Material supplied -
_ _ _ _ _
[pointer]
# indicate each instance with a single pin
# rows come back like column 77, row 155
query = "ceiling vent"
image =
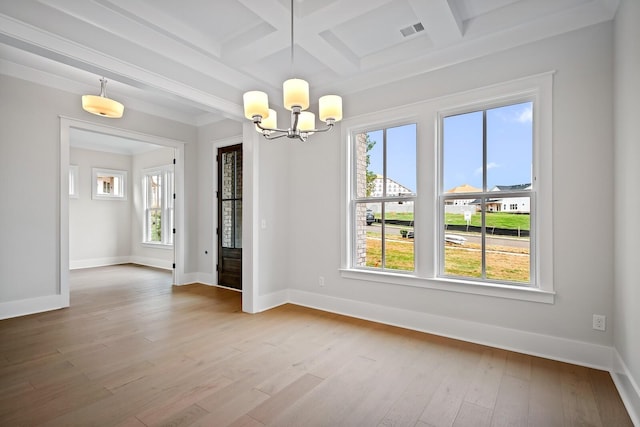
column 412, row 29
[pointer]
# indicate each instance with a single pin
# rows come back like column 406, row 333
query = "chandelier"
column 100, row 105
column 295, row 99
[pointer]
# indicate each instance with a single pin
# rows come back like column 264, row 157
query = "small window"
column 158, row 206
column 109, row 184
column 73, row 182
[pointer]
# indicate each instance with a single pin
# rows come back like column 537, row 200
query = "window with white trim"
column 385, row 183
column 109, row 184
column 158, row 205
column 486, row 164
column 480, row 208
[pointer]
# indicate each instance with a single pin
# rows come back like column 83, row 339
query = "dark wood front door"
column 230, row 216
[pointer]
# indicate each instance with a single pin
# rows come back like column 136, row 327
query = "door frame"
column 218, row 223
column 66, row 124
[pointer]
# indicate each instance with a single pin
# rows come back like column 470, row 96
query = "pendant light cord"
column 292, row 55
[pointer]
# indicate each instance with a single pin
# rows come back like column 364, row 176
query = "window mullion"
column 483, row 204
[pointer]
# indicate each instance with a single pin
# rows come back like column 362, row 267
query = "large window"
column 158, row 206
column 486, row 194
column 383, row 208
column 455, row 193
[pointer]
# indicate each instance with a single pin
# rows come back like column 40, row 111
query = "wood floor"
column 133, row 351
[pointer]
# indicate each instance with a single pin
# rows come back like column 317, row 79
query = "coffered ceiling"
column 191, row 60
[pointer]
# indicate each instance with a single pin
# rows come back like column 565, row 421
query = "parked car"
_ _ _ _ _
Copy out all of the data above, substituting "one dot" for every occurrence of "single pin" and changing nothing else. Leave the pictures out.

[pointer]
# indicate each instance with a one dot
# rows come back like column 77, row 155
query = "ceiling vent"
image =
column 412, row 29
[pointer]
# indicate each instance with a one dot
# rows come back like column 406, row 333
query = "chandelier"
column 100, row 105
column 295, row 99
[pointer]
# indicate each instance with a one dot
# rows come back like column 264, row 157
query = "small window"
column 158, row 206
column 109, row 184
column 73, row 182
[pointer]
# indicate each instance with a one dot
# rows come back like column 537, row 200
query = "window with white trim"
column 385, row 183
column 109, row 184
column 158, row 205
column 486, row 164
column 480, row 208
[pointer]
# indicate each instance with a one dot
# rows come back like column 83, row 339
query = "dark wood front door"
column 230, row 216
[pointer]
# indicate each instance with a one dot
# rows come back like column 136, row 327
query = "door frame"
column 218, row 223
column 66, row 124
[pointer]
# indicate each instance with a one dot
# rows come back like column 470, row 96
query = "pendant light cord"
column 292, row 55
[pointer]
# indicate each instance with a one dot
# rows come back like column 364, row 176
query = "window mullion"
column 483, row 204
[pointer]
# indicate each instance with a one dot
# rows come back like column 362, row 267
query = "large window"
column 158, row 206
column 486, row 194
column 383, row 208
column 455, row 193
[pointer]
# indicate each instance with a one dot
# rows come back like column 40, row 111
query = "wood floor"
column 133, row 351
[pointer]
# indicate each instance with a one dot
# rows come back like column 317, row 79
query = "coffered ceiling"
column 191, row 60
[pointer]
# indicate each instance with a one dot
# rows come back like column 565, row 421
query = "parked car"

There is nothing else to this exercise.